Selected excerpt START

A team of scientists at the Massachusetts Institute of Technology, Cambridge, have discovered a way to detect early-stage malarial infection of blood cells by measuring changes in the infected cells’ electrical properties. The researchers built an experimental microfluidic device that uses a single drop of blood, streaming it across an electrode that measures a signal differentiating infected cells from uninfected cells. Their work is a first step toward a field-ready, low-cost, portable malaria detection device.

When the malaria parasite Plasmodium falciparum infects a red blood cell, the cell becomes more magnetic and more rigid, properties that can be detected in a rapid-diagnostic device. However, these changes are hard to detect before the parasite matures.

So the researchers chose to use electrical impedance as a diagnostic signal. Many infections, including malaria, alter a cell’s impedance, or electrical resistance across the cell membrane. They built a microfluidic cell-counting device that could measure the magnitude and phase of the electrical impedance of individual cells. The difficulty involved optimizing the electronics to allow very accurate measurements of impedance for each cell as it passes by, to minimize interfering electric signals from the substrate the blood flows over and prevent the cells from sticking to one another.

Selected excerpt END

▸ Required action 1: Rewrite the part of the passage on malaria detection that begins at "So the researchers" and stops after "to one another.", changing "researchers" to "scientists".
▸ Required action 2:
Answer these questions about the passage on malaria detection:
(a) Which parasite is named as infecting the red blood cell?
(b) How much blood does the experimental device use?
(c) Which two features of each cell's electrical impedance could the device measure?
▸ Required action 3: Continue the passage on malaria detection from its last sentence.
The entries that follow are separate from the passage on malaria detection.

Records shown START

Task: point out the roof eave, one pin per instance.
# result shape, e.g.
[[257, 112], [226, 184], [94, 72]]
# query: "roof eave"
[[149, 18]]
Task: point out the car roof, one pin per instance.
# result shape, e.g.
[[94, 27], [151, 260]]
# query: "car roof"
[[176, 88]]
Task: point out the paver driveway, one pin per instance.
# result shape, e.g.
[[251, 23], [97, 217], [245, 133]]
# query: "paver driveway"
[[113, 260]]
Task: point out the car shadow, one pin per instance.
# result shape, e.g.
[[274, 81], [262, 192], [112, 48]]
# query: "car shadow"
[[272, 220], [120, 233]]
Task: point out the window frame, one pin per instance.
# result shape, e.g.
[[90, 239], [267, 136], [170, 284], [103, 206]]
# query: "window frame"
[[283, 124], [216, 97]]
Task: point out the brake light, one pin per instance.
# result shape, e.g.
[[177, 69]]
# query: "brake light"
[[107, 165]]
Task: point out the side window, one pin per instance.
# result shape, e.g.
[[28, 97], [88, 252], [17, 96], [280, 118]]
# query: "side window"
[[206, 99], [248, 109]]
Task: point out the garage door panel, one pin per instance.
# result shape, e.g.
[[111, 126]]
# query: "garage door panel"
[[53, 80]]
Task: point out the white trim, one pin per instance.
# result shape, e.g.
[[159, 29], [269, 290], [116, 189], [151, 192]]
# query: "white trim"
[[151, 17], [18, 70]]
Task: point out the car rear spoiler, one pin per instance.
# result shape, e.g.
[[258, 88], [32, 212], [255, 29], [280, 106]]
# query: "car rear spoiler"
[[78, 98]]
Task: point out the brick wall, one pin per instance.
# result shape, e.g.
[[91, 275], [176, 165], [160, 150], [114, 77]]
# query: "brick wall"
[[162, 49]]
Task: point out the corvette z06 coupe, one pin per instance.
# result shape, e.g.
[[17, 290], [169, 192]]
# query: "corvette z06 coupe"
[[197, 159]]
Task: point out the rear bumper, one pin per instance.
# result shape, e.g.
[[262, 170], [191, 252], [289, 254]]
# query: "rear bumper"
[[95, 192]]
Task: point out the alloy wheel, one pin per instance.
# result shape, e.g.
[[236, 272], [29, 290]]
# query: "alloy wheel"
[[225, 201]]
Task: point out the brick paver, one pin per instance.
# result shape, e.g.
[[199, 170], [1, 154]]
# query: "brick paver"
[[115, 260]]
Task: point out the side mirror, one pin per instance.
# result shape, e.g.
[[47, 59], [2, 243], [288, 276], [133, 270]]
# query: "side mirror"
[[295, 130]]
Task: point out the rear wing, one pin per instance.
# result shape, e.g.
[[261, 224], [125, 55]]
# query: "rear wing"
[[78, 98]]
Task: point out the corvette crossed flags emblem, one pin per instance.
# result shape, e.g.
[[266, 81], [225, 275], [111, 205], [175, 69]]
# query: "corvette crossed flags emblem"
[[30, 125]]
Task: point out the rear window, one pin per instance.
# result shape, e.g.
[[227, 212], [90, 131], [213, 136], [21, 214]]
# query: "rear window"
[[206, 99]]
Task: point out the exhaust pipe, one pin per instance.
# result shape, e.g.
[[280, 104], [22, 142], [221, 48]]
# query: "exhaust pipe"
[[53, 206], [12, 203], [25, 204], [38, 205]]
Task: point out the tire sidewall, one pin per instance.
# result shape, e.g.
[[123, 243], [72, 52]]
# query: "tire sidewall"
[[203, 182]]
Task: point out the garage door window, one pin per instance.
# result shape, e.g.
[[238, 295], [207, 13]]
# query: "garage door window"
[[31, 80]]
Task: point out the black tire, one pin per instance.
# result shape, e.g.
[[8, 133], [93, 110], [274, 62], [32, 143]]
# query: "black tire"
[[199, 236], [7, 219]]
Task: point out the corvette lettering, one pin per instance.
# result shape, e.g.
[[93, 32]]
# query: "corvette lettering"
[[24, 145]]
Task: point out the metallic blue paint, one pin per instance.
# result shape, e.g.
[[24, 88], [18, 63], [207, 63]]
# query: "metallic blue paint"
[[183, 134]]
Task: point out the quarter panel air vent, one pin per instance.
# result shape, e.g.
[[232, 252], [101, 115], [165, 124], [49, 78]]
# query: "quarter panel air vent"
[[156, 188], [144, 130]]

Records shown END
Records shown START

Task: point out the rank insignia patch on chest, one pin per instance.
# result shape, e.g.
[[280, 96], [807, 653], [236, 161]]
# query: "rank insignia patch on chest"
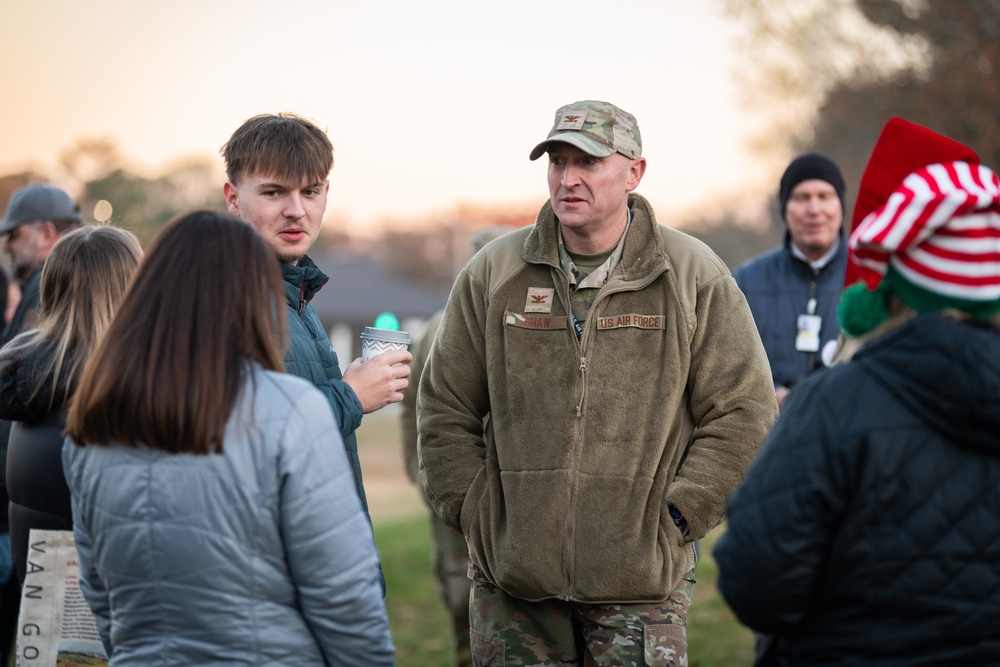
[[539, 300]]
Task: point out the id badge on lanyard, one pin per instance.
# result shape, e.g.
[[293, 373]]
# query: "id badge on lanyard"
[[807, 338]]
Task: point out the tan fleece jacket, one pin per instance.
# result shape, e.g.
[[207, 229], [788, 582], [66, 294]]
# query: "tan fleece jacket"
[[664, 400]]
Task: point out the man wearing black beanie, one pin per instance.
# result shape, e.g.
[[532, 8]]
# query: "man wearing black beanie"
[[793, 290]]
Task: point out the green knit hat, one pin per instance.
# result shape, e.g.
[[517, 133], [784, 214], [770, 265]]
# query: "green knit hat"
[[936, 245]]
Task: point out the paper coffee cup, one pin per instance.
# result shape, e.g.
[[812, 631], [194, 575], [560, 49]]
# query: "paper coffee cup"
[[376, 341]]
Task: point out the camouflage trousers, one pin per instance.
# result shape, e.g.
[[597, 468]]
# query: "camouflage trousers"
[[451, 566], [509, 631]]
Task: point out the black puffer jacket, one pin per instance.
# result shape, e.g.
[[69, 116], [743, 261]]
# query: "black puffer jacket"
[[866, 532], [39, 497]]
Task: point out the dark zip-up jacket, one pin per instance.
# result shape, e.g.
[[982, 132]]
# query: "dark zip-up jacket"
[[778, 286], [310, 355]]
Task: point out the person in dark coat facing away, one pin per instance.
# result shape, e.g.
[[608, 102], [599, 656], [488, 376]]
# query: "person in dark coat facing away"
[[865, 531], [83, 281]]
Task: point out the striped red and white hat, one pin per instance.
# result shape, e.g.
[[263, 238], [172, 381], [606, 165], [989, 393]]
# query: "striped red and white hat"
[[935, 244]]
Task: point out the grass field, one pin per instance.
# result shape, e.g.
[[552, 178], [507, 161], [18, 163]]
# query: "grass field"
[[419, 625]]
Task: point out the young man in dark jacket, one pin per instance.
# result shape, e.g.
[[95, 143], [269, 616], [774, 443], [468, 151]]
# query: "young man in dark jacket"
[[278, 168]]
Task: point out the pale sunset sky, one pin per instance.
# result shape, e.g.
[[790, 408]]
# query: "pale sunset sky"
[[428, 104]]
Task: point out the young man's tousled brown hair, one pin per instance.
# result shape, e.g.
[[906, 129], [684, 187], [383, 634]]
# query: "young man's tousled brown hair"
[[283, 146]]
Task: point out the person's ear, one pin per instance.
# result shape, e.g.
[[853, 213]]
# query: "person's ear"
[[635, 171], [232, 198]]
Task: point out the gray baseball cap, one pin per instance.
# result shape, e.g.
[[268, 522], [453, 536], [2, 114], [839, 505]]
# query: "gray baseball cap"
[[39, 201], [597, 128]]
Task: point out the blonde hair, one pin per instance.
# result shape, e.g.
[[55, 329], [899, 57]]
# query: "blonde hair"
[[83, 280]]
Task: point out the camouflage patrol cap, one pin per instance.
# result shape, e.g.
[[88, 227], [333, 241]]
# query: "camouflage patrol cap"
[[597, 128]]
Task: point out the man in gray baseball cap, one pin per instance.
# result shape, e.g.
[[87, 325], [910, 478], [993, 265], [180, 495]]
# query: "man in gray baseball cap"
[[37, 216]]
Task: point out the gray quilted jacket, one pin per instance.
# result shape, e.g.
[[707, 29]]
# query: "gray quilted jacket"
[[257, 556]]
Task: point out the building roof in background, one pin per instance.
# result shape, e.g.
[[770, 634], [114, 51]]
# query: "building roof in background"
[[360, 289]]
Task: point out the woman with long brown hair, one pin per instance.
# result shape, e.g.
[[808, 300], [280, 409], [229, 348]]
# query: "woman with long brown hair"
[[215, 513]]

Records shown END

▸ Response box 1:
So the scientists chose to use electrical impedance as a diagnostic signal. Many infections, including malaria, alter a cell’s impedance, or electrical resistance across the cell membrane. They built a microfluidic cell-counting device that could measure the magnitude and phase of the electrical impedance of individual cells. The difficulty involved optimizing the electronics to allow very accurate measurements of impedance for each cell as it passes by, to minimize interfering electric signals from the substrate the blood flows over and prevent the cells from sticking to one another.

▸ Response box 2:
(a) Plasmodium falciparum
(b) A single drop
(c) The magnitude and the phase

▸ Response box 3:
By mathematically combining the measures into an index called delta, the differences between uninfected cells and the stages of infection became clear. This ability to discern the circulating parasite’s stage from a drop of blood opens the possibility of building a device that could be used to rapidly diagnose malarial infection in places where laboratories and skilled medical personnel are scarce.

They say that their goal is to create a postage stamp-sized device with integrated electronics that can detect if a person has malaria and at what stage. Similar diagnostics may be applicable to other infections and diseases.